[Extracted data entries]
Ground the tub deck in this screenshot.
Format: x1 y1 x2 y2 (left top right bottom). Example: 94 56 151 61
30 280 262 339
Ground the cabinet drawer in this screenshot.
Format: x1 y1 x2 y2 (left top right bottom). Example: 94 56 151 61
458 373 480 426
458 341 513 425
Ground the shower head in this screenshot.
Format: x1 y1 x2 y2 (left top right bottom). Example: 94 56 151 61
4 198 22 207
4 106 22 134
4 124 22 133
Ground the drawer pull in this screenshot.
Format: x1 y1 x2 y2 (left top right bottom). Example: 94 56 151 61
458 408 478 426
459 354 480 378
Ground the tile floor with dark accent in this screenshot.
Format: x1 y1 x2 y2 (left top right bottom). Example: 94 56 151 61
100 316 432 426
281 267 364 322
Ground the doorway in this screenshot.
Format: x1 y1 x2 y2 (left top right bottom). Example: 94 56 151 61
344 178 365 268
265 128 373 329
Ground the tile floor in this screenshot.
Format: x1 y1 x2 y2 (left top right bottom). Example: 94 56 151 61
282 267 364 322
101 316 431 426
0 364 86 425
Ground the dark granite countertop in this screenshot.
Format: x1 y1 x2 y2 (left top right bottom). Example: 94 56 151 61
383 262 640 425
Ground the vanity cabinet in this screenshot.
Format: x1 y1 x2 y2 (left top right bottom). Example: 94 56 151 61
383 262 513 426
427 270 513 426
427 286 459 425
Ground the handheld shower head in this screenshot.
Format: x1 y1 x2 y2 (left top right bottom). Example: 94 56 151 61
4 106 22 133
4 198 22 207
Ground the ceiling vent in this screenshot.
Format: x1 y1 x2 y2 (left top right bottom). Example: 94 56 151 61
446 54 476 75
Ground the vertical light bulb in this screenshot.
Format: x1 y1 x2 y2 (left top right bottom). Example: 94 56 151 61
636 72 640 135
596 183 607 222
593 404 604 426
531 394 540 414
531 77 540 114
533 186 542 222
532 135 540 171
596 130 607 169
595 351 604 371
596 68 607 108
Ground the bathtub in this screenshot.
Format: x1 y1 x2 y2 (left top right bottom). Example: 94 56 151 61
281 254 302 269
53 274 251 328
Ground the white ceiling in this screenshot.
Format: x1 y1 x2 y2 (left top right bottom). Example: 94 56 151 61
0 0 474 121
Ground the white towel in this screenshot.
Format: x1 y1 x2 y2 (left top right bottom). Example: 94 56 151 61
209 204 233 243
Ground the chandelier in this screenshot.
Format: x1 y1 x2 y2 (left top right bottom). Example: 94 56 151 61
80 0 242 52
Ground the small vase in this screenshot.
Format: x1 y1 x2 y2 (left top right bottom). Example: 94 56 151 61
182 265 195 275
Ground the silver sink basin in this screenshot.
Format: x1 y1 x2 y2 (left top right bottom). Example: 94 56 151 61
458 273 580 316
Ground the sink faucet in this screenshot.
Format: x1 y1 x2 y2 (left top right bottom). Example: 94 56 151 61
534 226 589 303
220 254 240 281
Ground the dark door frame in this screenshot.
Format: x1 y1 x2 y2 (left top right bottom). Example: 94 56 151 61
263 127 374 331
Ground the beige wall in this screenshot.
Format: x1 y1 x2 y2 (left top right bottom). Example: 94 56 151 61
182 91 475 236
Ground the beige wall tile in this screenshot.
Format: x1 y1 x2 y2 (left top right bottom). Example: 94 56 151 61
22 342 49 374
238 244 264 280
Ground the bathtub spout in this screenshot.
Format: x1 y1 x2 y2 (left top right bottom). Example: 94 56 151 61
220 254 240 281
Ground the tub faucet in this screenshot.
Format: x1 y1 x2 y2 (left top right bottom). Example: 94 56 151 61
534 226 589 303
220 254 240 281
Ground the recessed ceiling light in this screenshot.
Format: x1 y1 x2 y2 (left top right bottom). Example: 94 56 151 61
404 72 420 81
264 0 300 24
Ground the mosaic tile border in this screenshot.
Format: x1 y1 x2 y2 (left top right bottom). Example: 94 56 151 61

**What to produce**. Collect every line of the records that contains the word "beige", treating uppercase and lowercase as different.

**Answer**.
Ground the beige wall in this screenshot.
Ground the beige wall tile in this screenshot.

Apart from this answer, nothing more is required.